- [Exercise description]: Decide whether each statement below agrees with the article on August job figures: (a) the unemployment rate fell to 3.7% in August; (b) the long-term unemployed made up 18.8% of all unemployed persons; (c) average hourly earnings for all employees on private non-farm payrolls rose to $32.36. For each, answer yes or no and quote the deciding words of the article.

- [Source passage]:
__________________________________________________

U.S. Economy Added Jobs in August But Unemployment Rate Ticked Up to 3.7 Percent 

0

The U.S. economy added 315,000 jobs in August – fewer than analysts had expected – and the unemployment rate increased to 3.7%, according to the U.S. Bureau of Labor Statistics.

Notable job gains occurred in professional and business services, healthcare, and retail trade.

The number of unemployed persons increased by 344,000 to 6.0 million. Among the unemployed, the number of permanent job losers increased by 188,000 to 1.4 million.

The number of long-term unemployed – those jobless for 27 weeks or more – was little changed at 1.1 million. The long-term unemployed accounted for 18.8% of all unemployed persons.

The labor force participation rate increased by 0.3 percentage point to 62.4%. This is 1.0 percentage point below its February 2020 level.

Wages continued to rise – but at nowhere near the rate of inflation. In August, average hourly earnings for all employees on private non-farm payrolls rose by 10 cents, or 0.3%, to $32.36. 

Over the past 12 months, average hourly earnings have increased by 5.2%.

In August, average hourly earnings of private-sector production and nonsupervisory employees rose by 10 cents, or 0.4%, to $27.68.

__________________________________________________

- [Recorded information]:
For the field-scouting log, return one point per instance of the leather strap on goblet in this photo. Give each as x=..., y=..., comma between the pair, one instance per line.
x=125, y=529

__________________________________________________

- [Answer below]:
(a) No: "the unemployment rate increased to 3.7%"
(b) Yes: "The long-term unemployed accounted for 18.8% of all unemployed persons."
(c) Yes: "average hourly earnings for all employees on private non-farm payrolls rose by 10 cents, or 0.3%, to $32.36"